>> START Document
Heritage Media Corporation (NYSE: HTG) was a media company which owned television and radio stations across the United States, as well as in-store and direct marketing companies. It was based in Dallas, Texas, from 1987 to 1997.

History
Heritage Media was founded in August 1987 by a group of Heritage Communications executives to acquire the company's television and radio stations. The sale coincided with Heritage Communications' merger with Tele-Communications Inc.; at the time, Federal Communications Commission (FCC) regulations did not allow a company to own both a television station and a cable system in a market. Heritage Communications had acquired the stations through the 1985 purchase of Dakota Broadcasting and the 1986 acquisitions of Rollins Communications and six LIN Broadcasting radio stations. Heritage Media's president and chief executive officer, James M. Hoak Jr., held the same positions with Heritage Communications; the company's headquarters were located in Des Moines, Iowa (where Heritage Communications was based), until later in 1987, when it relocated to Dallas, Texas.
>> END Document
>> START Recorded data
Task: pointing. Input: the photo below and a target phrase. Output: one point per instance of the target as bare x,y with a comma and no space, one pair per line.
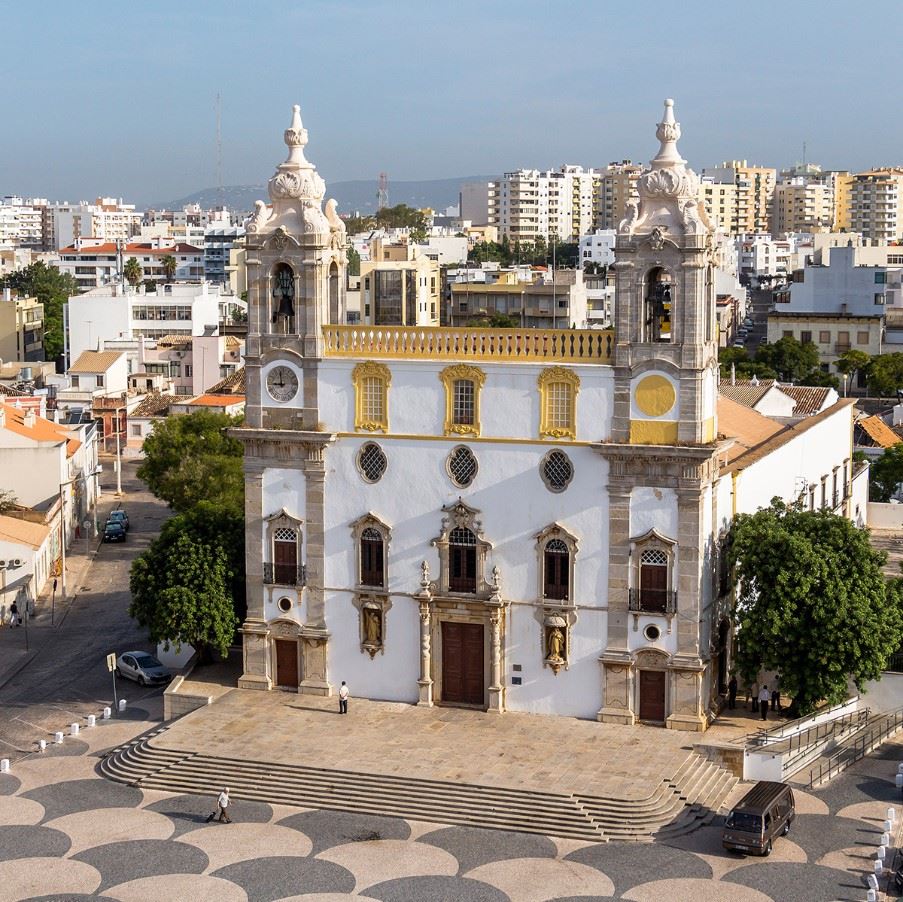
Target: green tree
812,603
132,271
53,289
180,593
886,474
168,265
188,459
886,374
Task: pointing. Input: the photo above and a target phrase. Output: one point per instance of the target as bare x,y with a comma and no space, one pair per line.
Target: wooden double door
462,663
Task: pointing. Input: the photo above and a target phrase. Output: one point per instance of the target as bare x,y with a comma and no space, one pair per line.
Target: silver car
142,667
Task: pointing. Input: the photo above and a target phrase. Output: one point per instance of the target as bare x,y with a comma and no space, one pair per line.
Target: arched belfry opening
658,306
283,299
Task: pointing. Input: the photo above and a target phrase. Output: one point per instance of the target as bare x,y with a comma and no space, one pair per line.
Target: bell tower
666,351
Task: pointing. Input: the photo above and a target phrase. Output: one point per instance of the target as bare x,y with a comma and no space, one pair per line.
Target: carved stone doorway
462,663
287,663
652,695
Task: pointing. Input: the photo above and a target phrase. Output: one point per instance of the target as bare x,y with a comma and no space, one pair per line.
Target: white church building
508,519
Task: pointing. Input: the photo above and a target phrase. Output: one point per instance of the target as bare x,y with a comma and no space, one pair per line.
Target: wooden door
287,663
462,663
652,695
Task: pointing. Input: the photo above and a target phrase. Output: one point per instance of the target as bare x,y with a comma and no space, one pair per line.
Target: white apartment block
95,263
105,314
876,204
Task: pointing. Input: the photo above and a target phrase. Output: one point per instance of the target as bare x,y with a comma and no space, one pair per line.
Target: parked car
142,667
764,813
113,532
119,516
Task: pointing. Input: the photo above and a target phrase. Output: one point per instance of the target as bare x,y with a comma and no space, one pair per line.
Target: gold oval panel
655,396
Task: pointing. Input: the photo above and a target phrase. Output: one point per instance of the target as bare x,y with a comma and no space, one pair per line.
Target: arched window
371,391
658,306
283,298
372,559
556,575
462,560
654,565
558,389
462,399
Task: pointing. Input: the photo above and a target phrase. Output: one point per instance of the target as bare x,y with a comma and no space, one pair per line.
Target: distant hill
354,196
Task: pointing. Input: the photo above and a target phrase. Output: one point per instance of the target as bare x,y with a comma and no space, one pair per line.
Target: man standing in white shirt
343,698
764,698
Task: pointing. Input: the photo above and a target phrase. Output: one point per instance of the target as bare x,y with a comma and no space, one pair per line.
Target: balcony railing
590,345
652,601
284,575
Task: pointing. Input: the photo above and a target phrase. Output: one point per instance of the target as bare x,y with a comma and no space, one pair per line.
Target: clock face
282,383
>> END Recorded data
Set of tasks:
a. Answer these questions from the Heritage Media history:
(i) Under what ticker symbol, and on which exchange, did Heritage Media trade?
(ii) Who served as the company's president and chief executive officer?
(iii) In which city was the company headquartered before it moved to Dallas?
b. Carry the Heritage Media history forward, starting after its last sentence.

The replies:
a.
(i) HTG, on the New York Stock Exchange (NYSE).
(ii) James M. Hoak Jr.
(iii) Des Moines, Iowa.

b.
Heritage Media managed its television stations with more of an emphasis on cash flow than ratings, and focused its radio group on stations that it felt needed a turnaround (for instance, it had acquired KKSN AM-FM in Portland, Oregon, out of bankruptcy). To implement this strategy, the company's stations operated with large sales staffs but were otherwise staffed sparingly. Heritage Media went public in September 1988, trading on the American Stock Exchange. By then, it had invested in POP Radio, an in-store radio company, and Du-Kross Media, which sold advertisements on shopping carts. In 1989, Heritage Media purchased Actmedia, a in-store marketing company. In 1996, the company merged with DIMAC Corporation, a direct marketing services company. On July 15, 1996, Heritage Media moved its stock listing to the New York Stock Exchange.

News Corporation announced on March 17, 1997, that it would acquire Heritage Media for $754 million. The purchase was mainly for the Actmedia and DIMAC subsidiaries, and News Corporation immediately announced its intention to sell Heritage Media's broadcast properties; News Corporation's Fox Television Stations subsidiary was already at Federal Communications Commission (FCC) ownership limits, and the company had no interest in operating radio stations. On July 16, 1997, Sinclair Broadcast Group announced that it would acquire the Heritage Media stations for $630 million. The sale to News Corporation was completed on August 20, 1997; Heritage Media's stations were then transferred to a trustee, with Sinclair assuming control of the stations in stages from January 29, 1998, to July 1998. Actmedia was folded into News Corporation's News America Marketing subsidiary.

Former stations 
Stations are arranged alphabetically by state and by city of license.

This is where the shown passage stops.